### [DOCUMENT TEXT]
+-------+

# Resource Officer Quincy College



## Kilvinsky (Jan 15, 2007)

I am ONLY posting this as a WTF???? As you read the Job Description you will also find yourself asking WTF???? Is this job SECURITY? Is it MAINTENANCE? Is it INVENTORY CONTROL? WTF????? I can't help but wonder what "RESOURCE" truly means to Quincy College? But hell, if you're in the field and you are also a handyman, this job might be just what you want! Otherwise, WTF????? After reading the job description, I picture standard issued equipment as the following: Baton, Pepper Spray, Windex, Mop, Truss (for heavy lifting), Spread sheet, Extra Light Bulbs, Shovel, Flashlight, Broom, Dustpan AND Brush, Uniforms (all with embroidered name tags-first name ONLY), Ticket Book, Magnifying Glass (for investigations and finding small stains), Keys and Box Cutter.

Lastly, I highlighted one thing that I found amusing. Quincy was a TOWN when it split from Braintree (it's parent community) in 1792, a fact they often forget. It's been a CITY since 1888. You would think the people who wrote up the job posting would at least know it's a damn city!

Resource Officer
Institution:
*Quincy College*

Location:
Quincy, MA

Category:
Admin - Police and Public Safety

Posted:
09/28/2017

Application Due:
Open Until Filled

Type:
Adjunct/Part-Time

*About Quincy College:* 
Founded in 1958, Quincy College is a two-year, municipally affiliated college serving approximately 4,000 students at campuses located in Quincy and Plymouth, Massachusetts.

+-------+

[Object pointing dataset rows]
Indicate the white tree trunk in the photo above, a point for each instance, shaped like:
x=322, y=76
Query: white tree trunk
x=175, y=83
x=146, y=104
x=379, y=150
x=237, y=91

+-------+

### [TASKS TO PERFORM]
(1) According to the Quincy College post, about how many students does Quincy College serve?
(2) In the Quincy College post, give the stretch from "I am ONLY posting" through "and Box Cutter." again, swapping "Broom" for "Vacuum".

### [EXPECTED RESULTS]
(1) Approximately 4,000 students.

(2)
I am ONLY posting this as a WTF???? As you read the Job Description you will also find yourself asking WTF???? Is this job SECURITY? Is it MAINTENANCE? Is it INVENTORY CONTROL? WTF????? I can't help but wonder what "RESOURCE" truly means to Quincy College? But hell, if you're in the field and you are also a handyman, this job might be just what you want! Otherwise, WTF????? After reading the job description, I picture standard issued equipment as the following: Baton, Pepper Spray, Windex, Mop, Truss (for heavy lifting), Spread sheet, Extra Light Bulbs, Shovel, Flashlight, Vacuum, Dustpan AND Brush, Uniforms (all with embroidered name tags-first name ONLY), Ticket Book, Magnifying Glass (for investigations and finding small stains), Keys and Box Cutter.